(Dataset entries)
● ● ●
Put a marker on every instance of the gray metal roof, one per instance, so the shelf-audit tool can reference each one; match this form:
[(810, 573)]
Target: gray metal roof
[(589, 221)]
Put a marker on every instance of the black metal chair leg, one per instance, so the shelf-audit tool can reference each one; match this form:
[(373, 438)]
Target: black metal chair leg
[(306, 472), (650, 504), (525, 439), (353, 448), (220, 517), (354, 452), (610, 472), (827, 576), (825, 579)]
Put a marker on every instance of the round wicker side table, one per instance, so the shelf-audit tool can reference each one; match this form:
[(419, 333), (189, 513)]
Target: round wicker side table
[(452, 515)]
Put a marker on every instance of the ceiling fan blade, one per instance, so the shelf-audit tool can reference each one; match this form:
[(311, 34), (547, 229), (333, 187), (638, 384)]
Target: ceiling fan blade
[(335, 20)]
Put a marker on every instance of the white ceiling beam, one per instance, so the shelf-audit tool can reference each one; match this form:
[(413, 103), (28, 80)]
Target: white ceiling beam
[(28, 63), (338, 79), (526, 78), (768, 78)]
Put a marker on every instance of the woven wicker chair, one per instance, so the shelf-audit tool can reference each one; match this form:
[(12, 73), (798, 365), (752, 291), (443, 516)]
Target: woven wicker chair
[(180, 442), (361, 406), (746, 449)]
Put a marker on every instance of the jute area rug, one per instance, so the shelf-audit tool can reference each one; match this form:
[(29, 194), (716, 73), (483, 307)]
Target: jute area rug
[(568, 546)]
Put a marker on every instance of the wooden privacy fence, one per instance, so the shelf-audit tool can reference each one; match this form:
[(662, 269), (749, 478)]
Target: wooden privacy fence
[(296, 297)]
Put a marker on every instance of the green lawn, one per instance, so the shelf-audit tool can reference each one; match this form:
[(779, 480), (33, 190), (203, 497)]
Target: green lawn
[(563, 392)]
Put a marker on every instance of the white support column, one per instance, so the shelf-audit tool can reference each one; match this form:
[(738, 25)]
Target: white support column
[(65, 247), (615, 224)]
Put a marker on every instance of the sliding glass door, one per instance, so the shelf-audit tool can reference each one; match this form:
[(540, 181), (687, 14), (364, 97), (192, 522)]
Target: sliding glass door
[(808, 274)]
● ● ●
Once you have counted every line above that contains the string "each", give that number and nothing more.

11